Exercise set:
**1.** Repeat the portion of the amendment below, starting at "First Amendment, dated" and ending at "this omitted information.".
**2.** Carry on the amendment to the purchase agreement below by writing the text that would follow its final sentence.

First Amendment, dated June 5, 2020, to the Purchase and Sale Agreement, dated April 27, 2018, between Orano Cycle and United States Enrichment Corporation. (a)
EX-10.2 2 exhibit_10-2x20200630.htm EXHIBIT 10.2 Exhibit
Restricted Proprietary Information
ORANO CONTRACT NO. C18 012CEN SW 01
USEC CONTRACT NO. NO.EC-SC01-18MI03174
Confidential information has been omitted in places marked “*****” and has been filed separately with the Securities and Exchange Commission. Confidential treatment has been requested with respect to this omitted information.
To the Purchase and Sale Agreement
Orano CONTRACT NO. C18 012 CEN SW 01
USEC CONTRACT NO. NO.EC-SC01-18MI03174
This Amendment n°1 is entered into as of the 5 day of June 2020 (the “Effective Date”) by and between Orano Cycle, a company organized under the laws of France (“Supplier”), and United States Enrichment Corporation (“Customer”), a corporation organized under the laws of Delaware, USA (Customer and Supplier being sometimes referred to herein individually as a “Party” and collectively as the “Parties”).

Data extract:
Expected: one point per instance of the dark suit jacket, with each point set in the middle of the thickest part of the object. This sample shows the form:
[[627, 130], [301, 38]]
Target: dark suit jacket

Final answers:
**1.**
First Amendment, dated June 5, 2020, to the Purchase and Sale Agreement, dated April 27, 2018, between Orano Cycle and United States Enrichment Corporation. (a)
EX-10.2 2 exhibit_10-2x20200630.htm EXHIBIT 10.2 Exhibit
Restricted Proprietary Information
ORANO CONTRACT NO. C18 012CEN SW 01
USEC CONTRACT NO. NO.EC-SC01-18MI03174
Confidential information has been omitted in places marked “*****” and has been filed separately with the Securities and Exchange Commission. Confidential treatment has been requested with respect to this omitted information.

**2.**
PREAMBLE - PURPOSE OF THIS AMENDMENT N°1
The Parties signed on April 27, 2018 a Purchase and Sale Agreement (referred with USEC Contract n° EC-SC01-18MI03174 and with Orano Cycle Contract n° C18 012 CEN SWU 00) (herein after referred as the “Agreement”).
The Parties wish to modify the Agreement to:
advance 80 to 110 kSWU from 2023 to 2020 with exact quantity set by Centrus 3 days after the Effective Date of the Agreement,
advance 80 to 115 kSWU from 2024 to 2020 with exact quantity set by Centrus by July 31, 2020 and,
reduce the nominal SWU quantity in Year 2023 and 2024 by the quantity advanced into 2020 to be purchased by Buyer from Supplier and
confirm the fulfillment of all purchases, sales, deliveries and payment obligations under the Agreement through the end of the contract.
NOW THEREFORE, IT IS HEREBY AGREED AS FOLLOWS
ARTICLE 1 - MODIFICATIONS TO THE AGREEMENT
Unless the context requires otherwise, capitalized terms in this Amendment n°1 shall have the same meanings as terms defined in the Agreement.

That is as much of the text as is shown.